▶ [Ausgangstext]
────────────────────────────────────────
Staatsanwälte lesen die Liebesnachrichten vor

Dass in einem Gerichtssaal vor Liebesschwulst triefende SMS vorgetragen werden, ist eher nicht die Regel. In diesem Fall bemühen sich gleich zwei Staatsanwälte darum, zur besseren Verständlichkeit haben sie die Rollen aufgeteilt. Der erste Ankläger verliest die Mitteilungen von Sarah D.; der zweite Ankläger verliest jene von Michael M. In welchem Verhältnis diese beiden stehen, ist nicht ganz einfach zu durchschauen. Beide waren zum Zeitpunkt des SMS-Verkehrs verheiratet, aber eben nicht miteinander. Beide waren früher mal miteinander liiert. Beide hatten wohl auch mindestens einmal Sex miteinander nach ihrer Beziehung. Die Staatsanwaltschaft geht nun davon aus, dass Michael M. der Sarah D. zum Zeitpunkt ihres intensiven SMS-Verkehrs "hörig" gewesen sein soll.

Die Kommunikation hört sich - vorgetragen von zwei Staatsanwälten - im Gerichtssaal so an. Michael M.: "Da du mir alles bedeutest auf der Welt und nichts anderes. Nur du." Sarah D.: "Hoffe beide sind bald weg." Michael M. will den "Pakt mit dem Teufel eingehen" und bittet vorsorglich "um Vergebung von Gott". Sarah D. findet, dass "man langsam was machen muss". Außerdem: "Es muss ez sein" und "Ich drück dir die Daumen, dass alles gut geht und morgen früh alles vorbei ist." Zehn Tage später soll M. den 27-jährigen B. in der Nähe von Lauf an der Pegnitz zunächst mit einem Messer attackiert, ihn danach in ein Waldstück geschleppt, ihm 27 Stichwunden zugefügt und am Ende mit einem nicht aufgefundenen Gegenstand erschlagen haben.
────────────────────────────────────────
▶ [Bereitgestellte Angaben]

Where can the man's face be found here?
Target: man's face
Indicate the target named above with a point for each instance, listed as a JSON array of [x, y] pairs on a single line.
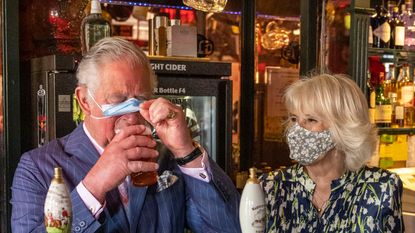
[[119, 82]]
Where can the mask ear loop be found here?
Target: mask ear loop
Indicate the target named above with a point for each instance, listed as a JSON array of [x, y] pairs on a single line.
[[92, 116]]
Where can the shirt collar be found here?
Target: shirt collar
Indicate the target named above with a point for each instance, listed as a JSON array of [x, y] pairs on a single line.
[[94, 142]]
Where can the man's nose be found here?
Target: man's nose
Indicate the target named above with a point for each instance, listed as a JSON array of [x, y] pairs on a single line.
[[132, 118]]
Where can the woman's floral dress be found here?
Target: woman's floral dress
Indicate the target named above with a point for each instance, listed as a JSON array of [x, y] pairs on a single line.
[[368, 200]]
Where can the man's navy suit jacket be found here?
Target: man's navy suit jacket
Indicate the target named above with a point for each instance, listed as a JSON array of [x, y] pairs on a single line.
[[189, 202]]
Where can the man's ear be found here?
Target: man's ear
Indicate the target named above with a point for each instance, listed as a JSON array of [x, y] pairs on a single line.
[[82, 97]]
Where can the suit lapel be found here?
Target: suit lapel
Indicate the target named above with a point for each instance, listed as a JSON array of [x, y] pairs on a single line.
[[136, 196], [82, 149]]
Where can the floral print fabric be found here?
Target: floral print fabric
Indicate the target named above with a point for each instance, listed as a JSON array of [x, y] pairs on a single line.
[[306, 146], [368, 200]]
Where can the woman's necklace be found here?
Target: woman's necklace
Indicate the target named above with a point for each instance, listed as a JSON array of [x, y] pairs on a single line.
[[319, 202]]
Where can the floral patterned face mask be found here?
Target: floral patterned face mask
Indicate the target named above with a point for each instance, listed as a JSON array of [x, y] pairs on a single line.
[[307, 146]]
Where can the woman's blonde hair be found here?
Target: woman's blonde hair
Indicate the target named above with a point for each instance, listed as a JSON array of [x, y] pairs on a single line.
[[340, 103]]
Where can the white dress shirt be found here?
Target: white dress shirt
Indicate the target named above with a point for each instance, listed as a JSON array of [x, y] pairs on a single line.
[[96, 207]]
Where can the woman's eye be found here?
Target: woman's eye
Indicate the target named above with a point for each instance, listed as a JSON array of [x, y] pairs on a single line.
[[310, 120], [293, 119]]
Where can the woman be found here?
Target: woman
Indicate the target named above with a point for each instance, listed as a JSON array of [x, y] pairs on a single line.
[[331, 189]]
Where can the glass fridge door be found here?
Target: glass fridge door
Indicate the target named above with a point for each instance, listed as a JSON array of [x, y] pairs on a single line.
[[200, 112], [207, 103]]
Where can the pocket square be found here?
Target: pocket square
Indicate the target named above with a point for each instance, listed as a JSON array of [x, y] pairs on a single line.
[[166, 180]]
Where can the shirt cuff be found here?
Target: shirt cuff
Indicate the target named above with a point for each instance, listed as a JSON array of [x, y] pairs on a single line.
[[200, 173], [89, 200]]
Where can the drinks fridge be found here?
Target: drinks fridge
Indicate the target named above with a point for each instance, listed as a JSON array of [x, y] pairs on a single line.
[[199, 86], [205, 94]]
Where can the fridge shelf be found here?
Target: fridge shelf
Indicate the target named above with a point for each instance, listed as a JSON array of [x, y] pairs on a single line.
[[394, 131]]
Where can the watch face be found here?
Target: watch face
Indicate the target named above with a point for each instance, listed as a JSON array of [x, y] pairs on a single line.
[[190, 157]]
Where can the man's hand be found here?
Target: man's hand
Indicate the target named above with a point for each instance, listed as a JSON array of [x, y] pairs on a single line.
[[169, 121], [121, 157]]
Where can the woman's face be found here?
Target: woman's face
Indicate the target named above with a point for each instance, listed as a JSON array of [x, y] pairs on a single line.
[[309, 121]]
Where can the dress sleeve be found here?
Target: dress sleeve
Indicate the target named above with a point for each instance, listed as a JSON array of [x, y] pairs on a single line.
[[392, 219]]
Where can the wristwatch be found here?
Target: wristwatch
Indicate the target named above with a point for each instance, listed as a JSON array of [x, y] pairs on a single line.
[[192, 156]]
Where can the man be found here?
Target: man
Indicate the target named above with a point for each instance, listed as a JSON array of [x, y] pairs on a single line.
[[97, 159]]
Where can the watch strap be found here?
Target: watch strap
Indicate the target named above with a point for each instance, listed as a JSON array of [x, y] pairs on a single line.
[[190, 157]]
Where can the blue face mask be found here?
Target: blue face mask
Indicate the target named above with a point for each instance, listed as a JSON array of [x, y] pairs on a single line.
[[110, 110]]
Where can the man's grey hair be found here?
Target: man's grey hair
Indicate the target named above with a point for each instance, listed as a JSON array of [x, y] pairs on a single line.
[[107, 50]]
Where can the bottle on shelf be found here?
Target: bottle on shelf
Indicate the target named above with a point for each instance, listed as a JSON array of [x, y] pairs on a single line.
[[409, 20], [397, 112], [406, 95], [160, 35], [390, 83], [383, 107], [397, 30], [94, 27], [380, 28], [389, 7], [58, 207], [252, 206]]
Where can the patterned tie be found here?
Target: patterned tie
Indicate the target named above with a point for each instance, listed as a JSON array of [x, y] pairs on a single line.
[[123, 189]]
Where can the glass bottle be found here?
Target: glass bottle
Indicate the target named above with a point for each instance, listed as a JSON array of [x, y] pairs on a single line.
[[397, 30], [160, 35], [409, 20], [406, 95], [383, 109], [252, 206], [380, 28], [94, 27], [58, 207]]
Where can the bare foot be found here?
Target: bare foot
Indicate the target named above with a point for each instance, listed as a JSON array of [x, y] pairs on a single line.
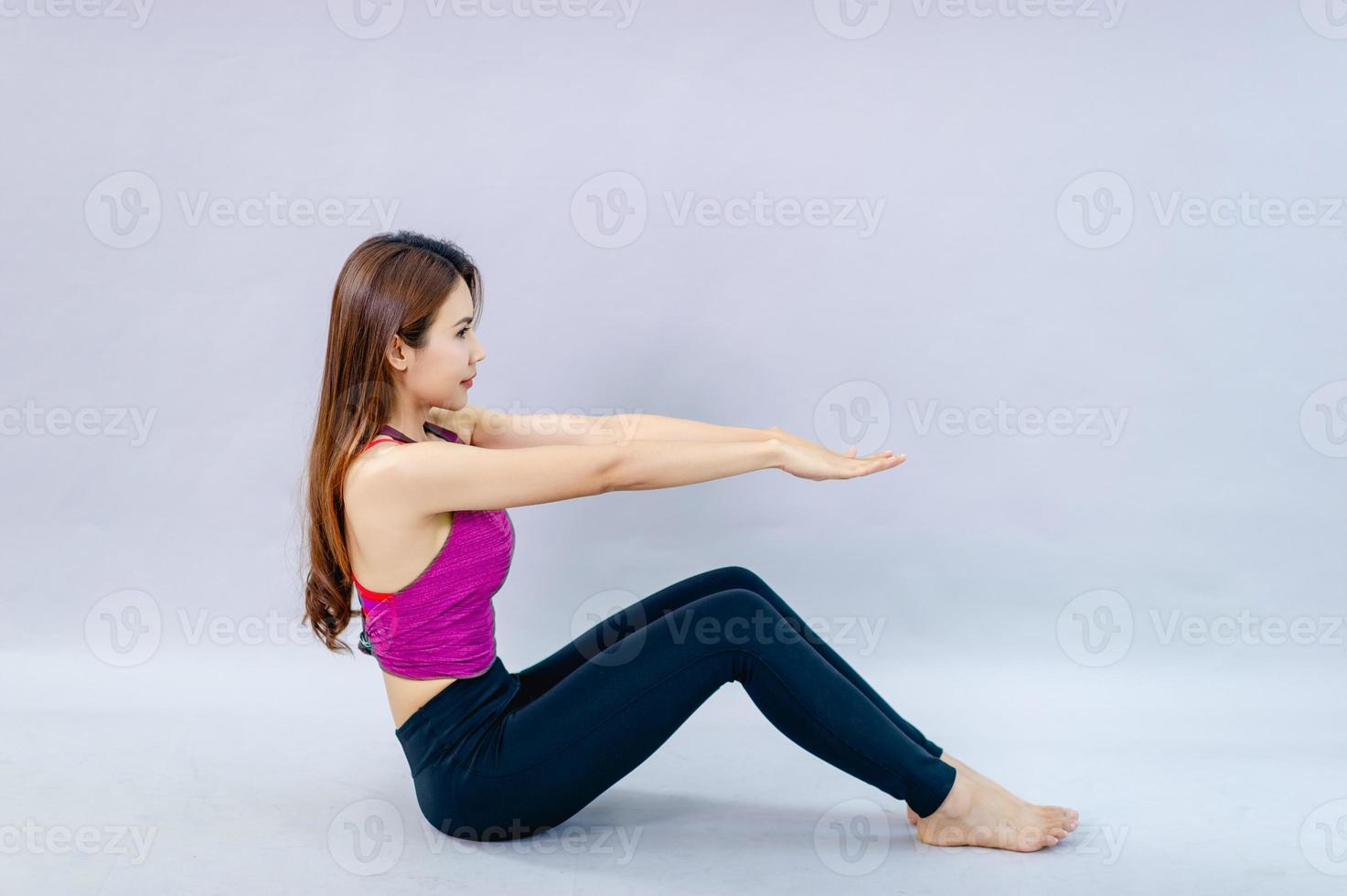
[[981, 813]]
────────────────────────────────────────
▶ [Aufgaben]
1) Gib aus dem Gerichtsbericht den Abschnitt von „Die Kommunikation hört“ bis „aufgefundenen Gegenstand erschlagen haben.“ wortgetreu wieder, beide Stellen eingeschlossen.
2) Schreibe den Gerichtsbericht über die im Prozess verlesenen SMS im Anschluss an seinen letzten Satz weiter.

▶ [Antworten je Aufgabe]
1)
Die Kommunikation hört sich - vorgetragen von zwei Staatsanwälten - im Gerichtssaal so an. Michael M.: "Da du mir alles bedeutest auf der Welt und nichts anderes. Nur du." Sarah D.: "Hoffe beide sind bald weg." Michael M. will den "Pakt mit dem Teufel eingehen" und bittet vorsorglich "um Vergebung von Gott". Sarah D. findet, dass "man langsam was machen muss". Außerdem: "Es muss ez sein" und "Ich drück dir die Daumen, dass alles gut geht und morgen früh alles vorbei ist." Zehn Tage später soll M. den 27-jährigen B. in der Nähe von Lauf an der Pegnitz zunächst mit einem Messer attackiert, ihn danach in ein Waldstück geschleppt, ihm 27 Stichwunden zugefügt und am Ende mit einem nicht aufgefundenen Gegenstand erschlagen haben.

2)
M. sagt nichts am ersten Verhandlungstag, einem psychiatrischen Gutachter gegenüber hat er die Tat abgestritten. Der Anwalt von D. erklärt, die These, seine Mandantin habe einen Mord in Auftrag gegeben, entspringe der "interpretativen Fantasie der Staatsanwaltschaft". In den SMS sei von "machen" die Rede, nicht von Mord. Dass jemand "weg" müsse, heiße doch nicht, dass man ihn umbringen soll. Für den Indizienprozess wurden bis Weihnachten 38 Zeugen benannt.